- Source passage:
# Forum Other Languages Greek language  The Fox and the Grapes

## Antonio1986

I don't know if you know this fable of Aesop but from this we have a very famous expression in Greek: "ότι δεν πιάνει η αλεπού τα κάνει κρεμαστάρια" which means: "Pretending that one doesn't want something, because one does not or cannot have it.".
In English the expression is "sour grapes".
Do you have any similar expression in Russian?

----------


## Alex80

In Russia this and many other fables were translated and popularized by Krylov: https://ru.wikipedia.org/wiki/%D0%9A...B2%D0%B8%D1%87  

> Сюжеты ряда басен Крылова восходят к басням Лафонтена (который, в свою очередь, заимствовал их у Эзопа, Федра и Бабрия), хотя немало и оригинальных сюжетов. Многие выражения из басен Крылова стали крылатыми.

 If you say "fox and grape" immidiately corresponding fable of Krylov comes in mind. So, "fox and grape" already is "catchphrase", which refers to this idea.

----------


## wanja

Зелен виноград.

----------


## Ann

Antonio: 
Do you know what does λοϖε με mean? I saw it in this photo:  请教广大的吧友，家里的瓷 
I'm guessing it means "with love". ::  
Thanks

----------


## Dimitris

> Antonio: 
> Do you know what does λοϖε με mean? I saw it in this photo:  请教广大的吧友，家里的瓷 
> I'm guessing it means "with love".

- Dataset rows:
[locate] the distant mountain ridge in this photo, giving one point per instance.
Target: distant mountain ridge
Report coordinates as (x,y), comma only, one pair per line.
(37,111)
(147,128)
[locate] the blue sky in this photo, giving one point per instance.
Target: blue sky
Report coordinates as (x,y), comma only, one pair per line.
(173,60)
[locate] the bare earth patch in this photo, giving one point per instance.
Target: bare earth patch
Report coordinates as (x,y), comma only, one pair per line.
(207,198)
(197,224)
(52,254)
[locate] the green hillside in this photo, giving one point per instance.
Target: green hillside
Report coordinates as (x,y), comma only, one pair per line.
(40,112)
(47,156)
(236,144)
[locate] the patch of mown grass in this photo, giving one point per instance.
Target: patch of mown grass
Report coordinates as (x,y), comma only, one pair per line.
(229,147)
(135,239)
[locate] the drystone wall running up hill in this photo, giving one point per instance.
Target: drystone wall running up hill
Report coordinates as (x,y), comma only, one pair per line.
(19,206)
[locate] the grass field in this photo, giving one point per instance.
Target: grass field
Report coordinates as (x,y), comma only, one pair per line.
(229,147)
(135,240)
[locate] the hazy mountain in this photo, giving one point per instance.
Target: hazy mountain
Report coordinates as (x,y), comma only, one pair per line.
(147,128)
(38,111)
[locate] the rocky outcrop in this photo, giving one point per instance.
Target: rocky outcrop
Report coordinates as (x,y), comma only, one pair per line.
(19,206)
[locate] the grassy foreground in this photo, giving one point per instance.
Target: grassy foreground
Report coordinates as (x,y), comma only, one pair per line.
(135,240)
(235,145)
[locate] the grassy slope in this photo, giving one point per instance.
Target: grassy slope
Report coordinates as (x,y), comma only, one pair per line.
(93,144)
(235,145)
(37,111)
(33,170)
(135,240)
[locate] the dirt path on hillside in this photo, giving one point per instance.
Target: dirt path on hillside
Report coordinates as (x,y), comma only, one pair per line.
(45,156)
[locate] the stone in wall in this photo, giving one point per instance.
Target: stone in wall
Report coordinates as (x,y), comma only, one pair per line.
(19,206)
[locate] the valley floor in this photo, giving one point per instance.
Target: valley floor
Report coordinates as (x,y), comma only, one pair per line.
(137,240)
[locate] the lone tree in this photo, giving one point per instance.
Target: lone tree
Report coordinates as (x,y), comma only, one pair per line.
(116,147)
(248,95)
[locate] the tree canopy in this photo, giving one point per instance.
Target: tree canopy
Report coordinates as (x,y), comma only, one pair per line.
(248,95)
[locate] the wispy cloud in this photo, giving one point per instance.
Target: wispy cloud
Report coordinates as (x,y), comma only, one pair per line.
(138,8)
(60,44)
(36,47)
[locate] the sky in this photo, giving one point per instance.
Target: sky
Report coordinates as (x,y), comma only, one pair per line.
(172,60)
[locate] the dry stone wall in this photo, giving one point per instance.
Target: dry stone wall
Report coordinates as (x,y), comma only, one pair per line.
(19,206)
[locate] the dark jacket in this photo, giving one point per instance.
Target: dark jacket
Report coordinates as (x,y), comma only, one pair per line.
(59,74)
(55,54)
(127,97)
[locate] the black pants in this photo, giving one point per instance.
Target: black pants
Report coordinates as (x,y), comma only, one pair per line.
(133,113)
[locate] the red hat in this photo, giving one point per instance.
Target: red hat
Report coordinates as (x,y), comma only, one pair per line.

- Exercise instructions:
[1] In the forum thread on the fox and the grapes, which English expression does Antonio1986 give as the equivalent of the Greek saying?
[2] Carry on the forum thread about the fox and the grapes from its final line.
The items above are separate material with no connection to the forum thread on the fox and the grapes.

- The results:
[1] Sour grapes.

[2]
> Thanks

 It's "λοωε με" with a symbol on "ω" (we don't use that symbol anymore). "λοωε με" it's "love me" if you have your computer language in greek when you are typing. It's not even sound like "love me" if you read it in greek.
In greek "love me" is "αγάπα με" (agapa me)    *not the english "me", you have to read the letter "e" like you read it in the word "education" (for example).
If you want to say "with love" you say "με αγάπη" (me agapi). https://translate.google.gr/?hl=el#e...20%CE%BC%CE%B5 https://translate.google.gr/?hl=el#e...AC%CF%80%CE%B7
Use the translator to hear it.

----------


## Soft sign

> with a symbol on "ω" (we don't use that symbol anymore).

 Isn’t ϖ a variant of π?

----------


## Black Forest

> Isn’t ϖ a variant of π?

 Yes, but it is more often used as a scientific symbol.

----------


## Meerkat

В Финландии лисица о ягодах рябины сказает: кислые.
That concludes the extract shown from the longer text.